* _Problems to work on_
A - In the bug report, reproduce the passage starting with "It seems as" and going on through "of the problem.".
B - Summarize the bug report in two sentences.

* _Document section_
━━━━━━━━━━━━━━━━━━━━━━━━━━━━━━

Bug#699693: "Illegal instruction" when installing (creating certificate) with Wheezy's version 1:6.0p1-3 of openssh-server on a system with Cyrix MII / IBM 6x86

2013-02-03 Thread Hans-Juergen Mauser

Package: openssh-server
Version: 1:6.0p1-3

Hello!

When trying a new Wheezy install on a machine with Cyrix MII /  IBM 6x86 
CPU, openssh-server cannot complete it's install routine because the 
creation of the default certificate fails reproducibly ith the result 
"illegal instruction".


It seems as if the package is compiled with some optimisation not 
suitable for regular Pentium machine.


I suggest checking the compilation options, as encryption is a basic 
requirement of any system and should not be privileged to most recent 
processors. SSL and/or SSH failing at install time even prevents 
establishing a secure remote connection to take care of the problem.

━━━━━━━━━━━━━━━━━━━━━━━━━━━━━━

* _Rows contained in a dataset_

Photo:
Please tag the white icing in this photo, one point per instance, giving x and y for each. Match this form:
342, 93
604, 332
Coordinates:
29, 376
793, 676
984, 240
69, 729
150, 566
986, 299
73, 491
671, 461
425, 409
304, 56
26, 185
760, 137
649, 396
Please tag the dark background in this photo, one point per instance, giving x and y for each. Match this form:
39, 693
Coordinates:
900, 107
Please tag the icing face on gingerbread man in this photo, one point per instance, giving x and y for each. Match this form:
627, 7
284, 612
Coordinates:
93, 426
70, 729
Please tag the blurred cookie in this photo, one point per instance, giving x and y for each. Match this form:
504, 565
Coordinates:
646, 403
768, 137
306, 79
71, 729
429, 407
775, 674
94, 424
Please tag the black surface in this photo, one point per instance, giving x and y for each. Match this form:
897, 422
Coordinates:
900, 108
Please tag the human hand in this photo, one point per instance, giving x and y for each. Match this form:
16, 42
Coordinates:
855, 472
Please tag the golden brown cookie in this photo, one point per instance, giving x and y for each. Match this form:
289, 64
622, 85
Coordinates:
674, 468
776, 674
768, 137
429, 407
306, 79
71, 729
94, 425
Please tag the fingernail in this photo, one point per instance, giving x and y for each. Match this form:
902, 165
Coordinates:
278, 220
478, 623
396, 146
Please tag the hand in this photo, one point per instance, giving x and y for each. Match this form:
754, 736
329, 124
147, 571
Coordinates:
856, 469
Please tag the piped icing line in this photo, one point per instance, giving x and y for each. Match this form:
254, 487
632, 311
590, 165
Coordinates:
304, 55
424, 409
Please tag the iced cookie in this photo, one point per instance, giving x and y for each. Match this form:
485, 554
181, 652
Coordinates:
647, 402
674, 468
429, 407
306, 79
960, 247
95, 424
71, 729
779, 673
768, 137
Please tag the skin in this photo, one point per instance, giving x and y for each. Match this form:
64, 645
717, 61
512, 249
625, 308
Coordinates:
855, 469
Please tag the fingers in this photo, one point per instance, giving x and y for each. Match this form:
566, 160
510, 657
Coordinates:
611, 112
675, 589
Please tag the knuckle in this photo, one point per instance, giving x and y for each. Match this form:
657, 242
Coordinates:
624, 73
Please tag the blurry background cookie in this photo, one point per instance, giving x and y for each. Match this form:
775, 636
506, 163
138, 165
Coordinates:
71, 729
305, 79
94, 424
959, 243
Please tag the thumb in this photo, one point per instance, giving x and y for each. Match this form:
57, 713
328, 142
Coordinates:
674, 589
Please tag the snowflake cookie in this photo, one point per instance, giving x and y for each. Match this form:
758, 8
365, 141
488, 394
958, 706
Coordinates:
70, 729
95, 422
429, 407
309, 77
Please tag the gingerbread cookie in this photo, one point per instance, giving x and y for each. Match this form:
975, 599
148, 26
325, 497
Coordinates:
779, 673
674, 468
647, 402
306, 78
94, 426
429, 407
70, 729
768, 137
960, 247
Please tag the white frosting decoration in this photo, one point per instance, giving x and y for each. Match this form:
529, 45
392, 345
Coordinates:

━━━━━━━━━━━━━━━━━━━━━━━━━━━━━━

* _Problem solutions_
A -
It seems as if the package is compiled with some optimisation not 
suitable for regular Pentium machine.


I suggest checking the compilation options, as encryption is a basic 
requirement of any system and should not be privileged to most recent 
processors. SSL and/or SSH failing at install time even prevents 
establishing a secure remote connection to take care of the problem.

B - On a new Wheezy install on a machine with a Cyrix MII / IBM 6x86 CPU, openssh-server version 1:6.0p1-3 cannot finish installing because creating the default certificate fails with "illegal instruction." The reporter suspects the package was compiled with an optimization unsuitable for a regular Pentium machine and suggests checking the compilation options, since an SSL or SSH failure at install time even prevents setting up a secure remote connection to fix the problem.